Dr. Katie Gunnell is lead author on a paper, “Perceived Barriers to Physical Activity in Adolescents: A Cross-sectional Analysis,” that is in press in Pediatric Exercise Science. Citation details and a summary of the paper are below.

Gunnell KE, Brunet J, Wing EK, Bélanger M. Perceived Barriers to Physical Activity in Adolescents: A Cross-sectional Analysis. Pediatr Exerc Sci. 2015 Feb 13. [Epub ahead of print].

ABSTRACT: Background. Perceived barriers to moderate-to-vigorous physical activity (MVPA) may contribute to the low rates of MVPA in adolescents. We examined the psychometric properties of scores from the Perceived Barriers to MVPA scale (PB-MVPA) by examining composite reliability and validity evidence based on the internal structure of the PB-MVPA and relations with other variables. Methods. This study was a cross-sectional analysis of data collected in 2013 from adolescents (N=507; Mage=12.40, SD=.62) via self-report scales. Results. Using exploratory and confirmatory factor analyses, we found that perceived barriers were best represented as two factors representing internal (e.g., “I am not interested in physical activity”) and external (e.g., “I need equipment I don’t have”) dimensions. Composite reliability was over .80. Using multiple regression to examine the relationship between perceived barriers and MVPA, we found that perceived internal barriers were inversely related to MVPA (β=-.32, p<.05). Based on results of the analysis of variances, there were no known-group sex differences for perceived internal and external barriers (p>.26). Conclusions. The PB-MVPA scale demonstrated evidence of score reliability and validity. To improve the understanding of the impact of perceived barriers on MVPA in adolescents, researchers should examine internal and external barriers separately.

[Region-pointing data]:
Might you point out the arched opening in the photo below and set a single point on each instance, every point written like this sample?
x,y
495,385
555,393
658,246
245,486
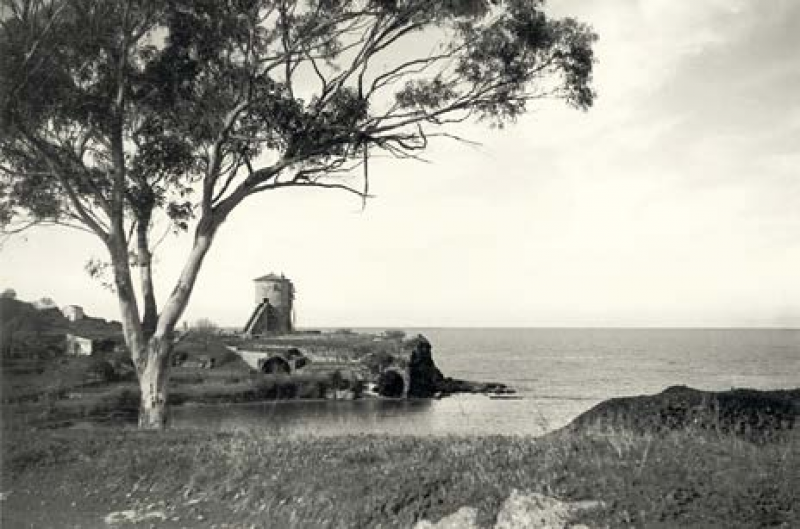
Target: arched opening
x,y
276,366
391,384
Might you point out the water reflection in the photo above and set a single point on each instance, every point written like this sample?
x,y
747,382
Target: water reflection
x,y
457,415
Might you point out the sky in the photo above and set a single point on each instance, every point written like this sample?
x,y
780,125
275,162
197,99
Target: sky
x,y
673,202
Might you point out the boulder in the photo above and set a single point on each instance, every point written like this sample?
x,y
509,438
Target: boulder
x,y
425,378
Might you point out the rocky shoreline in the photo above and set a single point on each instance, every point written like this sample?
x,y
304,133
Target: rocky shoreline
x,y
751,414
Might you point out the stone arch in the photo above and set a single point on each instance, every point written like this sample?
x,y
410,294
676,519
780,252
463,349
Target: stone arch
x,y
276,365
394,382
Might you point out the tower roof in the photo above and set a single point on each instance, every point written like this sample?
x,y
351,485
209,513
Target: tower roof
x,y
271,277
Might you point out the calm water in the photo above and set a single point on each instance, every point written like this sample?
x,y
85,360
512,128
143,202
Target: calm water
x,y
559,373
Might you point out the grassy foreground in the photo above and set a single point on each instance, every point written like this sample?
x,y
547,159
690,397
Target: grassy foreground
x,y
198,479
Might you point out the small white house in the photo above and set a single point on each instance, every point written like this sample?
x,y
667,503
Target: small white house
x,y
73,312
79,345
87,343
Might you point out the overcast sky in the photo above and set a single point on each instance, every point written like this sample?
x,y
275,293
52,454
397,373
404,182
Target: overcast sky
x,y
675,201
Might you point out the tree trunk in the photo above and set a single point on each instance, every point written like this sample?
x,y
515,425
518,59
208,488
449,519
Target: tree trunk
x,y
153,384
154,364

[Description of the task]: Reproduce the entire paper announcement word for word. Work from the paper announcement only, not from the region-pointing data.

[Task output]:
Dr. Katie Gunnell is lead author on a paper, “Perceived Barriers to Physical Activity in Adolescents: A Cross-sectional Analysis,” that is in press in Pediatric Exercise Science. Citation details and a summary of the paper are below.

Gunnell KE, Brunet J, Wing EK, Bélanger M. Perceived Barriers to Physical Activity in Adolescents: A Cross-sectional Analysis. Pediatr Exerc Sci. 2015 Feb 13. [Epub ahead of print].

ABSTRACT: Background. Perceived barriers to moderate-to-vigorous physical activity (MVPA) may contribute to the low rates of MVPA in adolescents. We examined the psychometric properties of scores from the Perceived Barriers to MVPA scale (PB-MVPA) by examining composite reliability and validity evidence based on the internal structure of the PB-MVPA and relations with other variables. Methods. This study was a cross-sectional analysis of data collected in 2013 from adolescents (N=507; Mage=12.40, SD=.62) via self-report scales. Results. Using exploratory and confirmatory factor analyses, we found that perceived barriers were best represented as two factors representing internal (e.g., “I am not interested in physical activity”) and external (e.g., “I need equipment I don’t have”) dimensions. Composite reliability was over .80. Using multiple regression to examine the relationship between perceived barriers and MVPA, we found that perceived internal barriers were inversely related to MVPA (β=-.32, p<.05). Based on results of the analysis of variances, there were no known-group sex differences for perceived internal and external barriers (p>.26). Conclusions. The PB-MVPA scale demonstrated evidence of score reliability and validity. To improve the understanding of the impact of perceived barriers on MVPA in adolescents, researchers should examine internal and external barriers separately.